- [Your instructions] From the article about Martina Navratilova's last Wimbledon singles title, pull out the passage word for word, starting with "One person was" and going on through "Wimbledon singles title.".

── Excerpted text ──

Wimbledon finally embraced Martina Navratilova during her last hurrah | Tumaini Carayol

Steffi Graf was dominant and Monica Seles was emerging, but in 1990 SW19’s greatest champion won the final grand slam of her illustrious singles career and the hearts of the crowd

As the 1989 season rounded into May, the best female players in the world descended on Roland Garros in distinct moments of their careers. Chris Evert was touring the world as a professional for one last time. Steffi Graf was eviscerating everything in view, having bullied her rivals to six successive slam victories. Others, such as Arantxa Sánchez Vicario and Monica Seles, stood eagerly on the periphery as they awaited their time in the spotlight.

One person was missing. A few weeks earlier, Martina Navratilova had lost on the green clay of Amelia Island in Florida and she departed the court burned out and wondering about what remained of her career. She decided the resolution was to recuse herself from the French Open. At 32, her priorities had shifted and only one remained – she would do everything in her power to win her ninth Wimbledon singles title.

“Martina’s funny about numbers,” says Mary Carillo, a prominent broadcaster and close friend of Navratilova. “She loved the number nine. She wanted to get to 18 [total slams], double nine, and I do believe she knew she could win a couple more Wimbledons. That’s what kept her around. This was her surface.”

───
── Supplied material ──

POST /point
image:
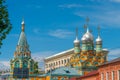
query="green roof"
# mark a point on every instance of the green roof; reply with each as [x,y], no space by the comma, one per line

───

- [Problem solution]
One person was missing. A few weeks earlier, Martina Navratilova had lost on the green clay of Amelia Island in Florida and she departed the court burned out and wondering about what remained of her career. She decided the resolution was to recuse herself from the French Open. At 32, her priorities had shifted and only one remained – she would do everything in her power to win her ninth Wimbledon singles title.